* [WHAT NEEDS TO BE DONE]: Rewrite the records below with "separate parts" changed to "disjoint pieces" and nothing else altered. Omit the pictures from your output.

* [DATASET EXCERPTS]:

========

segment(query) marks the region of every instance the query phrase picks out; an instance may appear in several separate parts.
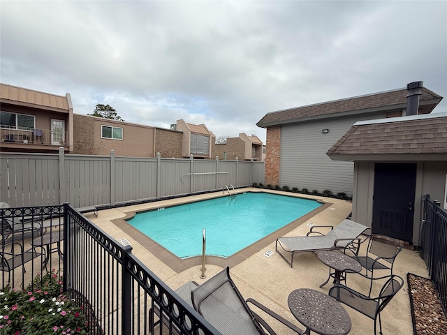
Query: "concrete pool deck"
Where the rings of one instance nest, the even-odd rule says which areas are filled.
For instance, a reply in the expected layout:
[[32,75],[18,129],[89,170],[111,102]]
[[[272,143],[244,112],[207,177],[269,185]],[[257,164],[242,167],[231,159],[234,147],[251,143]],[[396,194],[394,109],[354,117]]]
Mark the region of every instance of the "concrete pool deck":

========

* [EXERCISE RESPONSE]:
segment(query) marks the region of every instance the query phrase picks out; an instance may appear in several disjoint pieces.
Query: "concrete pool deck"
Where the rings of one instance nest, the even-odd rule says which areas are filled.
For instance, a reply in the expected layout:
[[32,75],[18,129],[89,170],[111,102]]
[[[272,143],[244,112],[207,177],[269,185]],[[257,164],[242,167],[231,159],[234,147],[251,143]],[[396,194],[394,109],[354,117]]]
Mark the region of every instance of the "concrete pool deck":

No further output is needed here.